Problem
Every line of the data needs to be returned exactly.

(Recorded data)
########

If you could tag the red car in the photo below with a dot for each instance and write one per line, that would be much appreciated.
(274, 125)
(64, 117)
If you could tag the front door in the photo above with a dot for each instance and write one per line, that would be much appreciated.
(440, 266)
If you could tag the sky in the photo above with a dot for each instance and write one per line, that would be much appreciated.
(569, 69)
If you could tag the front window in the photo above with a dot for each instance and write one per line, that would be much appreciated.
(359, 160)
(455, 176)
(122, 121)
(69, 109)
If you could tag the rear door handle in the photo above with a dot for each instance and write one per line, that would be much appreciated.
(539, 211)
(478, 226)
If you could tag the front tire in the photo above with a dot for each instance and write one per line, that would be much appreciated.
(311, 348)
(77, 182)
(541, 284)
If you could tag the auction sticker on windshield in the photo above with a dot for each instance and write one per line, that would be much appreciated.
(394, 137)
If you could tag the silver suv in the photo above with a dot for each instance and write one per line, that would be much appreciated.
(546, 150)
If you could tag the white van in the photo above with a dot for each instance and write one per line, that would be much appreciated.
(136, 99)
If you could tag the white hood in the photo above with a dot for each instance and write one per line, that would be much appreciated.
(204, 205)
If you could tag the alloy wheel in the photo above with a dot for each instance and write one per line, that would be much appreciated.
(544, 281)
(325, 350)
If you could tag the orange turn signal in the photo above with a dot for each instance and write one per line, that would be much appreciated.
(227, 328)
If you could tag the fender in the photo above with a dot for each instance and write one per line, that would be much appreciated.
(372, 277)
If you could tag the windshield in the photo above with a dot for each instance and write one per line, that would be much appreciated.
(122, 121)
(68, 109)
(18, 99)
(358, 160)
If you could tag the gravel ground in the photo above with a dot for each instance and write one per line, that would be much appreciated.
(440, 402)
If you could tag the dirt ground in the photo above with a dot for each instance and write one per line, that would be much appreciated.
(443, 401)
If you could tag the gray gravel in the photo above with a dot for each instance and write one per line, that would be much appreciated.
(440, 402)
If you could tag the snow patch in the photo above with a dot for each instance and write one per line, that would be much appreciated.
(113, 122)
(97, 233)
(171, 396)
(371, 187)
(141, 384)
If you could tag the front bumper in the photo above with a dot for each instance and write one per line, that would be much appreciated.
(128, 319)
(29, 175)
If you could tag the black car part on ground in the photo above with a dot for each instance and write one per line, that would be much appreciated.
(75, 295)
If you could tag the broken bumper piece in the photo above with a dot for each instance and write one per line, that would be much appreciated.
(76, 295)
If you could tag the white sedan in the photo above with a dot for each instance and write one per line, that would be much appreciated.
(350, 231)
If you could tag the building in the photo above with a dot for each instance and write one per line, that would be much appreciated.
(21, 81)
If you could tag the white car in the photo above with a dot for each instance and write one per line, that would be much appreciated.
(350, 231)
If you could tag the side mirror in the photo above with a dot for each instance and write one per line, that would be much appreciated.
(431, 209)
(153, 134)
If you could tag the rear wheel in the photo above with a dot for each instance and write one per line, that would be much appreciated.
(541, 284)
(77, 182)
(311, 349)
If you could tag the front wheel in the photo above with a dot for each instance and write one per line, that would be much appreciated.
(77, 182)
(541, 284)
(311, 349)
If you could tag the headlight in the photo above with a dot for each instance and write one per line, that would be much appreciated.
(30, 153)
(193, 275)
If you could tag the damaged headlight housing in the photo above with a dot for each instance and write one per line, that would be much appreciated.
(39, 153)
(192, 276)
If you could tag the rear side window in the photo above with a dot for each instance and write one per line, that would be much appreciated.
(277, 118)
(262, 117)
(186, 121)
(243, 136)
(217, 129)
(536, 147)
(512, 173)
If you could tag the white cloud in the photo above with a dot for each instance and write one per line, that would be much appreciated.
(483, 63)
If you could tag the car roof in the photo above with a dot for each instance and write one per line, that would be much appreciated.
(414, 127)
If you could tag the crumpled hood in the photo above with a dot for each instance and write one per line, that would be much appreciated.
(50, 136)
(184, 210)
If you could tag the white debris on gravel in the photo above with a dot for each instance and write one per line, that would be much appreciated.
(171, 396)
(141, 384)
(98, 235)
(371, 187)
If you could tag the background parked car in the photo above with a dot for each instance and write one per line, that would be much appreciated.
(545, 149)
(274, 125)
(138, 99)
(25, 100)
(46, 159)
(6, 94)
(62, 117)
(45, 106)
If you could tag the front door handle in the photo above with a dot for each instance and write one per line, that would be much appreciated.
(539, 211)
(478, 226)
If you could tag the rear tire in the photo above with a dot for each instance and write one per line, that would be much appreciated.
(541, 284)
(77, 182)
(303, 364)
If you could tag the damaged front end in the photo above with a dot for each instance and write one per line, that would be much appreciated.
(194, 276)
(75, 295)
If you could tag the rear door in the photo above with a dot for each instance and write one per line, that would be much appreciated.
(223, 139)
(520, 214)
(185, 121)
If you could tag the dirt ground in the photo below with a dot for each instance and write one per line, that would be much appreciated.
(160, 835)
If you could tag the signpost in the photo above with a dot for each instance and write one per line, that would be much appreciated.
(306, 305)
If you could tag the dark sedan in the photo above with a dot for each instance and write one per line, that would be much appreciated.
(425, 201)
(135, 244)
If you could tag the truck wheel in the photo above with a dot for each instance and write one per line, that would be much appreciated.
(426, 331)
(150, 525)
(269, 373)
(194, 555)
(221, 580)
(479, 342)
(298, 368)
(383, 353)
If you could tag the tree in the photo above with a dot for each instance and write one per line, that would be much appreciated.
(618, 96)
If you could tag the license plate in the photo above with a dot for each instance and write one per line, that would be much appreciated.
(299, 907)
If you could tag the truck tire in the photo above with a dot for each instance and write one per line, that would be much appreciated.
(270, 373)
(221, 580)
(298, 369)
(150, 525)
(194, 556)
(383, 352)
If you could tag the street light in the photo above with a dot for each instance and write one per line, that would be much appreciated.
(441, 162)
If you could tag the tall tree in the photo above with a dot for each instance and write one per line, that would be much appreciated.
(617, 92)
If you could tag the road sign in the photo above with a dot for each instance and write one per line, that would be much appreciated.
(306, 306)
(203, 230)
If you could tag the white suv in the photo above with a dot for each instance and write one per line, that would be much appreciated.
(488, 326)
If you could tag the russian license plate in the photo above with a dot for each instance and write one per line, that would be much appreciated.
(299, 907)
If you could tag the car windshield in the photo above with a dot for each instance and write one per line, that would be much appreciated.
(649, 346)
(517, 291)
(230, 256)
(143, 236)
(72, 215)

########

Result of the exercise
If you could tag the red car in the photo below with a dot for each instance and write one per line, that would be much appreciated.
(274, 125)
(64, 117)
If you could tag the front door in the photo above with a dot for each instance and write one per line, that would be much appreciated.
(440, 266)
If you could tag the sky in the photo above with a dot for each instance and write one per line, that would be much appreciated.
(569, 69)
If you could tag the front window in the photo above with a dot for each instance and write one per line, that would be much appreciated.
(359, 160)
(455, 176)
(122, 121)
(69, 109)
If you could tag the rear door handle in the photo above with a dot for each instance and write one per line, that would be much appreciated.
(539, 211)
(478, 226)
If you could tag the front tire in the photo above with a dot for each instance and write one per line, that would be much appreciated.
(311, 348)
(77, 182)
(541, 284)
If you could tag the auction sticker on windshield in the photo above with a dot for each instance and write one per line, that would be much appreciated.
(394, 137)
If you could tag the silver suv in the photo above with a dot for each instance and write one per line, that would be much appreciated.
(546, 150)
If you could tag the white van in the photo above with a dot for each instance and write one per line, that would be much appreciated.
(136, 99)
If you could tag the white hood in the photo above with a dot for each instance and write one per line, that would be much appreciated.
(204, 205)
If you could tag the alloy wheel in the photo above with a dot for each instance and write one per line, that would be much appreciated.
(544, 281)
(325, 350)
If you could tag the orange turn signal in the photo above with a dot for each instance and write one per line, that would be much appreciated.
(227, 328)
If you could tag the fender in the photo above with a dot for each instance and write one per line, that would be much appreciated.
(372, 277)
If you could tag the windshield in the photo above with a dot for each instance and write one per line, that would be much appreciated.
(122, 121)
(68, 109)
(18, 99)
(358, 160)
If you could tag the gravel ground in the photo above with a dot for each instance and write one per line, that would be much appreciated.
(440, 402)
If you could tag the dirt ground in the photo above with a dot for each instance and write one per line, that would be much appreciated.
(443, 401)
If you could tag the gray gravel in the photo above with a dot for each instance and write one per line, that would be much appreciated.
(440, 402)
If you could tag the snow patch in the photo above with a dot for each instance and write one per line, that would be much appreciated.
(113, 122)
(97, 233)
(171, 396)
(371, 187)
(141, 384)
If you could tag the front bumper in the photo above with a dot for each instance and write one per line, that would be much appreciated.
(128, 319)
(29, 175)
If you could tag the black car part on ground in the photo above with a dot for each instance and write one per line, that would be much appreciated.
(75, 295)
If you could tag the broken bumper piece in the photo above with a dot for each instance and write one per line, that would be much appreciated.
(76, 295)
If you could tag the white sedan in the photo above with a dot for each instance and write one per line, that would be much appreciated.
(350, 231)
If you could tag the building in the photo above with a dot for each instance and write one per line, that would be much appreciated.
(21, 81)
If you could tag the white car in the photo above with a dot for each instance and write one per line, that would be much appreciated.
(350, 231)
If you could tag the side mirror in the photo above with a dot for each instance and write one per line, that would be much appreciated.
(431, 209)
(153, 134)
If you could tag the rear wheel in the photo above with a dot for each instance and write one per line, that would be much appreciated.
(541, 284)
(77, 182)
(311, 349)
If you could tag the front wheel in the photo above with a dot for each instance and write one per line, that would be much appreciated.
(77, 182)
(541, 284)
(311, 349)
If you could tag the headlight in the photo above with a dot for each instance and write one per line, that would be much appreciated.
(30, 153)
(193, 275)
If you could tag the damaged headlight housing in the photo above with a dot for each instance and write one per line, that would be much appreciated.
(39, 153)
(192, 276)
If you could tag the rear side window in the photo above with a dot for each instance and write one per line, that would be much appreciated.
(277, 118)
(262, 117)
(186, 121)
(243, 136)
(217, 129)
(536, 147)
(512, 173)
If you could tag the white cloud in the photo above with a dot for each instance and write one per line, that would be much appreciated.
(483, 63)
If you could tag the car roof in the photo above with a dot for each instance and write one per line, that would be much appreciated.
(414, 127)
If you could tag the crumpled hood in the photo above with a dot for each instance and write one per line, that would be much appreciated.
(50, 136)
(184, 210)
If you could tag the white debris on gravel in the photo above with a dot for each instance and write one per line, that would be much appreciated.
(171, 396)
(141, 384)
(98, 235)
(371, 187)
If you could tag the background parked car in the photo above with a dot for each instance and write one per line, that would be much appreciated.
(545, 149)
(274, 125)
(138, 99)
(25, 100)
(46, 159)
(6, 94)
(62, 117)
(45, 106)
If you could tag the front door handle in the photo above with a dot for each instance and write one per line, that would be much appreciated.
(539, 211)
(478, 226)
If you could tag the rear tire in the photo above with a dot for each instance and write one per line, that would be much appreciated.
(541, 284)
(77, 182)
(303, 364)
If you could tag the damaged front end in the photo above with a dot for each instance and write one per line, that would be much appreciated.
(194, 276)
(75, 295)
If you could tag the rear door in the photo above with a dot for each instance and write one per line, that would be much appreciated.
(223, 139)
(520, 214)
(185, 121)
If you could tag the dirt ground in the photo below with a dot for each instance and write one per line, that would be much appreciated.
(160, 835)
If you could tag the signpost in the photo above with a dot for each instance and write one per line, that would be much appreciated.
(306, 305)
If you could tag the dark sedan in the photo above with a dot for each instance and write one per line, that would be much appreciated.
(425, 201)
(135, 244)
If you could tag the truck wheel in the photo above with a dot for each instance and write one per line, that would be much appreciated.
(426, 331)
(150, 525)
(269, 373)
(194, 555)
(221, 580)
(479, 342)
(298, 368)
(383, 353)
If you could tag the tree in the photo above with a dot for each instance and write one per line, that would be much appreciated.
(618, 96)
If you could tag the license plate in the photo above with a dot for each instance and write one per line, that would be much appreciated.
(299, 907)
If you could tag the truck tire in the photo above with a dot for each instance and write one per line, that would be much appreciated.
(270, 373)
(221, 580)
(298, 369)
(150, 525)
(194, 556)
(383, 352)
If you could tag the street light in the photo above with a dot for each instance and write one per line, that would be much appreciated.
(441, 162)
If you could tag the tall tree in the photo above with a dot for each instance and write one per line, that would be much appreciated.
(617, 92)
If you could tag the road sign in the photo above with a dot for each instance and write one per line, that would be much appreciated.
(306, 306)
(203, 230)
If you could tag the white suv in the photo above with a dot for each instance and write one per line, that would be much appreciated.
(488, 326)
If you could tag the russian license plate in the photo above with a dot for each instance and write one per line, that would be much appreciated.
(299, 907)
If you could tag the car windshield in the photo above with a dot for each instance and write one per line, that would be much appreciated.
(649, 346)
(517, 291)
(230, 256)
(143, 236)
(72, 215)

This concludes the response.